| Excerpt |
____

- Review Date: 11/3/2011
- Bottom line:
The Acer Aspire 5755-6482 delivers performance and features that place it in the upper echelon of sub-$600 laptops.
Affordable price. Attractive design. Generous amounts of RAM, hard drive space.
Unremarkable productivity performance and battery life. No USB 3.0 ports. Stiff touchpad button.
If all you have to spend on a laptop is $600, you might think there’s not too much you can get for your money. But the Acer Aspire 5755-6482 ($599.99 list at Staples) is proof that you may be wrong, with components that outstrip those you can find on other machines in this class, and even some useful software thrown in among the typical bloatware flotsam. You can get better performance by spending just a little more, and better battery life without shelling out any extra dough at all, but the 5755-6482 is overall a good value proposition for budget-conscious shoppers.
The 5755-6482 has a glossy, lightweight plastic lid that’s colored dark gray and decorated by a series of wavy black lines and a silvery Acer logo in the center. It’s a low-key but eye-catching look that continues when you open the lid. The bezel around the 15.6-inch, 1,366-by-768-resolution display is black (and, as usual, there’s a webcam embedded in the top section), but everything else is rendered in shades of gray or slate. You’ll see two variations of the latter color, either shiny or matte, around the edges and in between the keys on the keyboard deck. This includes the touch pad, which features a single stiff button to use for both left- and right-clicking; we found this a bit inconvenient to use. The black speakers for the Dolby Advanced Audio system are located in a strip just below the lid hinges, and create a nice visual contrast with the shiny gray that surrounds them.
The keyboard’s keys are all the darker gray color, though they’re printed with white letters outlined in black, easy to read even in not-so-terrific lighting. There are no dedicated media keys here; you’ll need to hold down a function key and then press either the Home, Page Up, Page Down, or End buttons for Play/Pause, Stop, Rewind, or Fast Forward controls, or the arrow keys to increase or decrease volume and adjust display brightness. Oddly, the Mute function is assigned to the F8 key (among other options, for turning off the wireless or activating an external display), which has the potential to be confusing at first. Two other notable elements about the keyboard: the backslash key is placed flush against the Enter key, and there’s a full-size number pad for quick calculations and data entry.

____

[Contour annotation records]

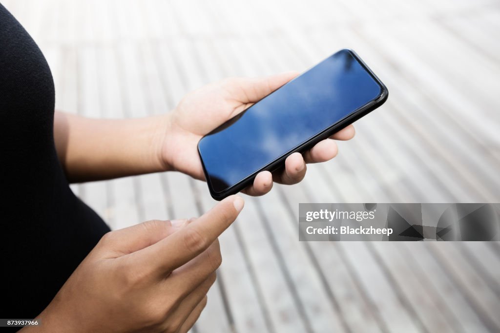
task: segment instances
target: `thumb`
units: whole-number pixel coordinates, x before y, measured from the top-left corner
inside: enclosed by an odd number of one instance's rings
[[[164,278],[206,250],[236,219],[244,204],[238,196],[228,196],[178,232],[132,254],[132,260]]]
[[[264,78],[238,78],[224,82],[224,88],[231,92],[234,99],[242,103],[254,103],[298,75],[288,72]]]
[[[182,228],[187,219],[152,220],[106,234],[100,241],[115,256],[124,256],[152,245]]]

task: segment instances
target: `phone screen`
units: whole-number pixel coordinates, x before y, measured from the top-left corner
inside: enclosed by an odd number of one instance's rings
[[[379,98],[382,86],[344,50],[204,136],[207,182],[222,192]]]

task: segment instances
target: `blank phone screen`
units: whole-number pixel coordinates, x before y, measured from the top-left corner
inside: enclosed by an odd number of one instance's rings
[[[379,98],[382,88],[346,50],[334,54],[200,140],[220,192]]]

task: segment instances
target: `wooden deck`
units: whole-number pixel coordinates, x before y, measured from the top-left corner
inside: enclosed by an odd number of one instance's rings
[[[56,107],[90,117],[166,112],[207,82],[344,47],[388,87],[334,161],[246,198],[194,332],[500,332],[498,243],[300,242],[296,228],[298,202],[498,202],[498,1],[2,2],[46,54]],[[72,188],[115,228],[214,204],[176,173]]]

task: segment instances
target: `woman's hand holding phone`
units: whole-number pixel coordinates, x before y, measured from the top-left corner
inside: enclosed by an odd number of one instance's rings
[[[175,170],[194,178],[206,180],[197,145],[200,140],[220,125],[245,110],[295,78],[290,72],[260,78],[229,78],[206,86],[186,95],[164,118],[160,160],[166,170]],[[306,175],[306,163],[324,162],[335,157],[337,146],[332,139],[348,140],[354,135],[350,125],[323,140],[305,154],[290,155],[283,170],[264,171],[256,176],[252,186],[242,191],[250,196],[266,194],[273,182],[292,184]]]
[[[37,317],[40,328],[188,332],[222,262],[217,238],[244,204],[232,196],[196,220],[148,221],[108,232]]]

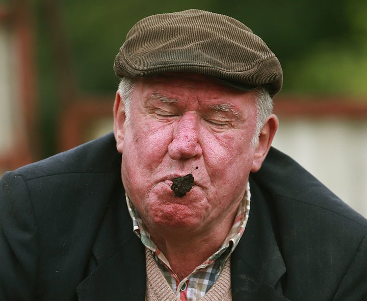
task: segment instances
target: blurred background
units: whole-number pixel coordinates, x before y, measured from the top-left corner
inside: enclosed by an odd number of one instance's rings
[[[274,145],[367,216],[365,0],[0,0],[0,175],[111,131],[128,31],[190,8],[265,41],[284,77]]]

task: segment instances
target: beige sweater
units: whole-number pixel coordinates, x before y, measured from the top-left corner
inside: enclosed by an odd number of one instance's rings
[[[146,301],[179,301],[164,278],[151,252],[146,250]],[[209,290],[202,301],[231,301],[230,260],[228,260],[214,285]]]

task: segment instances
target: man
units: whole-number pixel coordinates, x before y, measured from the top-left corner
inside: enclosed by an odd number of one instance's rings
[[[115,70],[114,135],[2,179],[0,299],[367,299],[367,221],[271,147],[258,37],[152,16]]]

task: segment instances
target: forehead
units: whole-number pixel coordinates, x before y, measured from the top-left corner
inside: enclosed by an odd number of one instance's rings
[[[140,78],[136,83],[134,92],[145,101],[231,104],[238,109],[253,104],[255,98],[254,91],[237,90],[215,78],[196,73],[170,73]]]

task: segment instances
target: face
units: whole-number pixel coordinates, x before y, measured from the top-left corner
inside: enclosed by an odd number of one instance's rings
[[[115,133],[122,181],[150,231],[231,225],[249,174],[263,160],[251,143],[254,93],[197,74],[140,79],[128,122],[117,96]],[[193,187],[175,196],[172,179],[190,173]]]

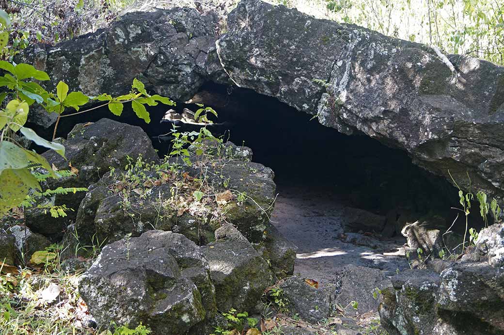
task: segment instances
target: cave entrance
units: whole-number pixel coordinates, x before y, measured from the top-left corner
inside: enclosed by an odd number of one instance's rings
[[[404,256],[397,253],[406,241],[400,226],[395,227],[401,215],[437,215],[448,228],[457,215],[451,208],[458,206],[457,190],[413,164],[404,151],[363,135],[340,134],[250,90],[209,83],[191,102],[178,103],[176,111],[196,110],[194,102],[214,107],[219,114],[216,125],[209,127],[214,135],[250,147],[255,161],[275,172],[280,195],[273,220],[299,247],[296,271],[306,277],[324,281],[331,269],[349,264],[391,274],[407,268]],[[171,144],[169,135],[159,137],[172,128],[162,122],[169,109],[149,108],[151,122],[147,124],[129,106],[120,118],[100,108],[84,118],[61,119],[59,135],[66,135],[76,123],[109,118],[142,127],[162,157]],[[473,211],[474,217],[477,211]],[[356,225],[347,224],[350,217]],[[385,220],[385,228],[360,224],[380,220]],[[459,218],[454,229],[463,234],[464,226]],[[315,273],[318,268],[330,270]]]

____

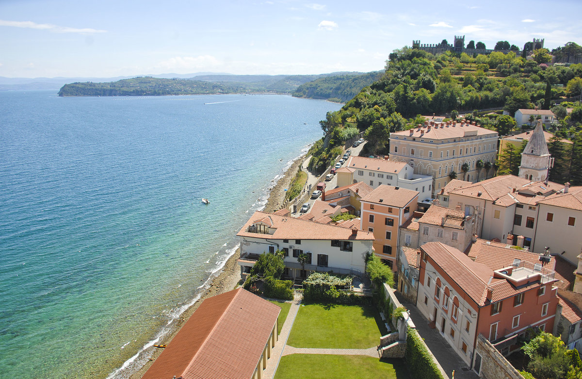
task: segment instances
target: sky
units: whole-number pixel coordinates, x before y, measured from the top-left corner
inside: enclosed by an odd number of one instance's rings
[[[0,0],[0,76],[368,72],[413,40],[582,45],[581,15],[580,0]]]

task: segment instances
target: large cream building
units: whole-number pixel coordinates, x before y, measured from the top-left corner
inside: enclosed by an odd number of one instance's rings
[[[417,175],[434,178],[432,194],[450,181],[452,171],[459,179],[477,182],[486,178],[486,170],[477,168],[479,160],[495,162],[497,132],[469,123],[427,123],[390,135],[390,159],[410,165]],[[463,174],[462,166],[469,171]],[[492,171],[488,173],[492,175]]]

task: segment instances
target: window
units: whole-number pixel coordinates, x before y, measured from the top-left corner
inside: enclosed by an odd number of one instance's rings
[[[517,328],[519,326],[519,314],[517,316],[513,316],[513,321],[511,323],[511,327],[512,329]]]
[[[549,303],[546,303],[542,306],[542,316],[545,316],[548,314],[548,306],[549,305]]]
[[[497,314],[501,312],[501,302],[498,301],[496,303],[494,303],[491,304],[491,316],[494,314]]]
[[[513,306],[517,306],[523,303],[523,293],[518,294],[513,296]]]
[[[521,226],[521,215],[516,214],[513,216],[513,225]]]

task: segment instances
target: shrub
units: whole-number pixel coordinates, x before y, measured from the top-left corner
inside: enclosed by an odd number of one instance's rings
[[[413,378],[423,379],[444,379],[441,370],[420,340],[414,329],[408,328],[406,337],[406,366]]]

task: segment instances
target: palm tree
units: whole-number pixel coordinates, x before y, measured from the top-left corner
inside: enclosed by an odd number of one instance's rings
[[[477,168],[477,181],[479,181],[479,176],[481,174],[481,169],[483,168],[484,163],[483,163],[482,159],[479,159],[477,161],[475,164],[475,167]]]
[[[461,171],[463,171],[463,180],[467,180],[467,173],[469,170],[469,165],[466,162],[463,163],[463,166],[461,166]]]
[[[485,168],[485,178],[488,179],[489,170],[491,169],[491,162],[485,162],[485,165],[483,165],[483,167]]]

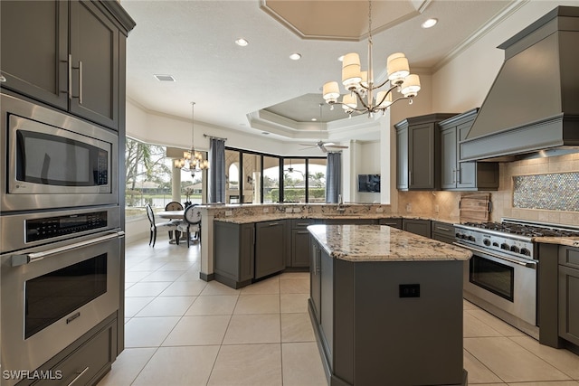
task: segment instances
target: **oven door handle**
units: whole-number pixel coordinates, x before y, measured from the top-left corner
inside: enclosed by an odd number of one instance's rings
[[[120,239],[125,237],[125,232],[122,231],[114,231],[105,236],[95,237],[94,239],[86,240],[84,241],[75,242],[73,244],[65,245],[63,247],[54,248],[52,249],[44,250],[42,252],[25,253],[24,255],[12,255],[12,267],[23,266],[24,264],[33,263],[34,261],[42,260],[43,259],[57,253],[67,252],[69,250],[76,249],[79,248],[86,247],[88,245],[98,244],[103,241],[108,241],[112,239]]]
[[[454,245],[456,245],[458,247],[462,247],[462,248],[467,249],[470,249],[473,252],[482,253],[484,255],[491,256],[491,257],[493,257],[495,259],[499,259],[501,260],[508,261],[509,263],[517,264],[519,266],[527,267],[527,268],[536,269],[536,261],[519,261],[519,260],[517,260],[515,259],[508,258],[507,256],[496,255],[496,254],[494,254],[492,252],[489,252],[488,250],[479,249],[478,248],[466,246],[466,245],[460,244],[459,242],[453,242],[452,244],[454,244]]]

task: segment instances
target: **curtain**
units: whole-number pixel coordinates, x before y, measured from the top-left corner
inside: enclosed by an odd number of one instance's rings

____

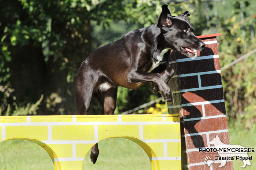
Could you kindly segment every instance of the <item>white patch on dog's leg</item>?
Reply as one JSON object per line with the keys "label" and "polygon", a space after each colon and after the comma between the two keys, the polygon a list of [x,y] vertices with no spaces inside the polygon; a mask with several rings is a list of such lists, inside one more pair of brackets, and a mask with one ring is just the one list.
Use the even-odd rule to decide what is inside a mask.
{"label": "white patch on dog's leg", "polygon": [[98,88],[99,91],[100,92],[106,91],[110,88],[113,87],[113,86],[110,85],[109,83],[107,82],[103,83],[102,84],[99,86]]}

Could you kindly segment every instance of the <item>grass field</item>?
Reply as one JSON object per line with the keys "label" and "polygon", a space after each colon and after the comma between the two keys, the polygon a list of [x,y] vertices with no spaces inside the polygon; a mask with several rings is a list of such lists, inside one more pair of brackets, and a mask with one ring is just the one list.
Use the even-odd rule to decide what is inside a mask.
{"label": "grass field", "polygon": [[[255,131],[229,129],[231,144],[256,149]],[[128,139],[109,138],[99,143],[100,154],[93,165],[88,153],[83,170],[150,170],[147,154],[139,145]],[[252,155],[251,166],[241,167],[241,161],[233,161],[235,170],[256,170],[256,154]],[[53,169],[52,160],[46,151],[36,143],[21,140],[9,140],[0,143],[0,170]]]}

____

| Requirement A |
Answer these questions from the laptop review:
(i) What is the list price of the Acer Aspire 5755-6482, and at which store?
(ii) What are the size and resolution of its display?
(iii) Which key is the Mute function assigned to?
| Requirement B |
Reproduce the laptop review's wording from "If all you have" up to and including "for budget-conscious shoppers.".
| Requirement C |
The laptop review describes media controls that are reached by holding down a function key and pressing the Home, Page Up, Page Down, or End buttons. List all of those playback controls.

| Response A |
(i) $599.99, at Staples.
(ii) 15.6 inches, with a resolution of 1,366 by 768.
(iii) The F8 key.

| Response B |
If all you have to spend on a laptop is $600, you might think there’s not too much you can get for your money. But the Acer Aspire 5755-6482 ($599.99 list at Staples) is proof that you may be wrong, with components that outstrip those you can find on other machines in this class, and even some useful software thrown in among the typical bloatware flotsam. You can get better performance by spending just a little more, and better battery life without shelling out any extra dough at all, but the 5755-6482 is overall a good value proposition for budget-conscious shoppers.

| Response C |
Play/Pause
Stop
Rewind
Fast Forward